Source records
···

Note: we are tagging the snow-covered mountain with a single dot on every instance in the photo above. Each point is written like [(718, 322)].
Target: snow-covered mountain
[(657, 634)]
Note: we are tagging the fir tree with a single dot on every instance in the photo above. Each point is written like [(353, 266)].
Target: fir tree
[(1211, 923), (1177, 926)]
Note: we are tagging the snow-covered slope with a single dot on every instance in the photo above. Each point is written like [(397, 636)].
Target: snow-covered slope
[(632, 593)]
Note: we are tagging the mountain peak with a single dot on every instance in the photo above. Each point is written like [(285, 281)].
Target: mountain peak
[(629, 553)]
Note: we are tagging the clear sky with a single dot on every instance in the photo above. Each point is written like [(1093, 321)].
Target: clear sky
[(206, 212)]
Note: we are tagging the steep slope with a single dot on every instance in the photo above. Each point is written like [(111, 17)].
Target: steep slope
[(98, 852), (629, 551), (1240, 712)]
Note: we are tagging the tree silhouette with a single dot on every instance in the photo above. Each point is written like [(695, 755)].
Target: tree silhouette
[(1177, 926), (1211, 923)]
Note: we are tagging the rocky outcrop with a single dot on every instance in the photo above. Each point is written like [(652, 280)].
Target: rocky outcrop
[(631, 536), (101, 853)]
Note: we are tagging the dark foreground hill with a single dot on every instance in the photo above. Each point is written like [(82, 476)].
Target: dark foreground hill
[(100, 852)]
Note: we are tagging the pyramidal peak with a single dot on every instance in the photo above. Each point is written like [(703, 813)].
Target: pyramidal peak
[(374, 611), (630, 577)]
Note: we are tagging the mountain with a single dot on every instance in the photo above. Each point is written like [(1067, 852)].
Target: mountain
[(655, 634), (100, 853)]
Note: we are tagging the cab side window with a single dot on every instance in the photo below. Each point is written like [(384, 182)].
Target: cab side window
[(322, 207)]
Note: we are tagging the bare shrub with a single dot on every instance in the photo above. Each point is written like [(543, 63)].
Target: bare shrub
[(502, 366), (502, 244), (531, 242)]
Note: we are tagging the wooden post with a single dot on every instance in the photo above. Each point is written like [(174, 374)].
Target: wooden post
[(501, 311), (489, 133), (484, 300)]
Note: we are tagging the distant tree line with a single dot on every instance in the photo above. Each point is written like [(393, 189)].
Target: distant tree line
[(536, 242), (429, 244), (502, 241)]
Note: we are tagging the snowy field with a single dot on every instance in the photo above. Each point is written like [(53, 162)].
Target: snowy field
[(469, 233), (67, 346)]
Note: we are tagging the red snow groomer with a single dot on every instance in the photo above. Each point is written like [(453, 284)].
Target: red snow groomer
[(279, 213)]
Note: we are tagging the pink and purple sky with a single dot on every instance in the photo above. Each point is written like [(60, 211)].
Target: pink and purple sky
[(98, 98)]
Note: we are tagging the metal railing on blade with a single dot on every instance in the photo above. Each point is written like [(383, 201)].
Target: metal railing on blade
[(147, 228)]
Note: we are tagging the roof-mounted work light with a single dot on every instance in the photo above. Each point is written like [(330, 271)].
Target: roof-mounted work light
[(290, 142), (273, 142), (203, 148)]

···

Output all preceding records character for character.

• [PROBLEM SOLUTION]
Note: we are tagging the snow-covered mountain with a single dot on every instance in the photo above. Each point is written like [(718, 322)].
Target: snow-covered mountain
[(657, 634)]
Note: we are tagging the fir tree with a single dot on every instance in the photo above. Each point is written like [(353, 266)].
Target: fir tree
[(1211, 923), (1177, 926)]
Note: we are tagging the snow-covered slope with a single dot on every instance in the photo above. Each point is written like [(397, 636)].
Target: snow-covered slope
[(632, 593)]
Note: we are tagging the mountain peak with a single dot on every instance in the photo above. Each point is written like [(285, 281)].
Target: mountain peak
[(629, 553)]
Note: we are tagging the clear sky with a single dot on every instance in the photo above. Each point is written like [(1093, 321)].
Target: clear sky
[(206, 212)]
Note: we are tagging the steep slope with a single dot on every instance in the photo above. Each point is written like [(111, 17)].
Target: steep slope
[(98, 852), (629, 551), (1240, 712)]
Note: we are tagging the tree silhouette with a single dot on every instance in the photo above. Each point is written like [(695, 755)].
Target: tree silhouette
[(1177, 926), (1211, 923)]
Note: we are tagging the rocky outcrop with a single dot on every instance in the photo above. Each point is written like [(652, 280)].
Target: rocky outcrop
[(631, 536), (101, 853)]
Note: we are tagging the dark foreground hill with a single dot on every instance in the photo above. Each point is written like [(82, 476)].
Target: dark foreground hill
[(100, 852)]
Note: we are tagging the pyramidal peak with a single dot on every instance in the photo above. Each point is written like [(703, 813)].
Target: pyramidal peak
[(374, 611), (630, 577)]
Note: we are tagging the mountain with a single dot on every instance in the photo above. Each point is written like [(1067, 852)].
Target: mountain
[(655, 634), (100, 853)]
Note: we are tagging the cab side window with a single dot on every instance in the photo below. Each point is written like [(384, 182)].
Target: cab side window
[(322, 207)]
Note: we are tagging the bare shrub with a single dot on every instance in the photo above. Each point is written like [(543, 63)].
Target: bare shrub
[(502, 366), (502, 244), (531, 242)]
Note: we are tagging the wooden post with a single dot on every instance in the photo above. Each point is written like [(174, 374)].
Target: wooden post
[(501, 311), (489, 133), (484, 300)]
Note: we are tagging the distant tree line with a single dot on every instance in the photo above. Each point is written like [(393, 189)].
Target: distant tree line
[(536, 242), (429, 244), (502, 241)]
Note: we are tagging the snowy field with a single dot on every instance in the photo above. Each point is written like [(53, 162)].
Target: snowy field
[(469, 233), (67, 346)]
Note: we are tagging the red snow groomer with a single dot on every instance in the photo above. Each point is written like [(453, 284)].
Target: red snow groomer
[(279, 213)]
Note: we are tagging the pink and purple sky with a single dot on every instance in the photo above. Each point is written like [(60, 211)].
Target: pink and purple sky
[(98, 98)]
Note: we are tagging the metal railing on blade with a single dot on every instance in the photo above. Each point is written like [(383, 201)].
Target: metal railing on blade
[(147, 228)]
Note: we are tagging the roof-mounted work light with a single dot on every instance in the photo above. Each point is written like [(330, 271)].
Target: roof-mounted work light
[(290, 142), (273, 142), (203, 148)]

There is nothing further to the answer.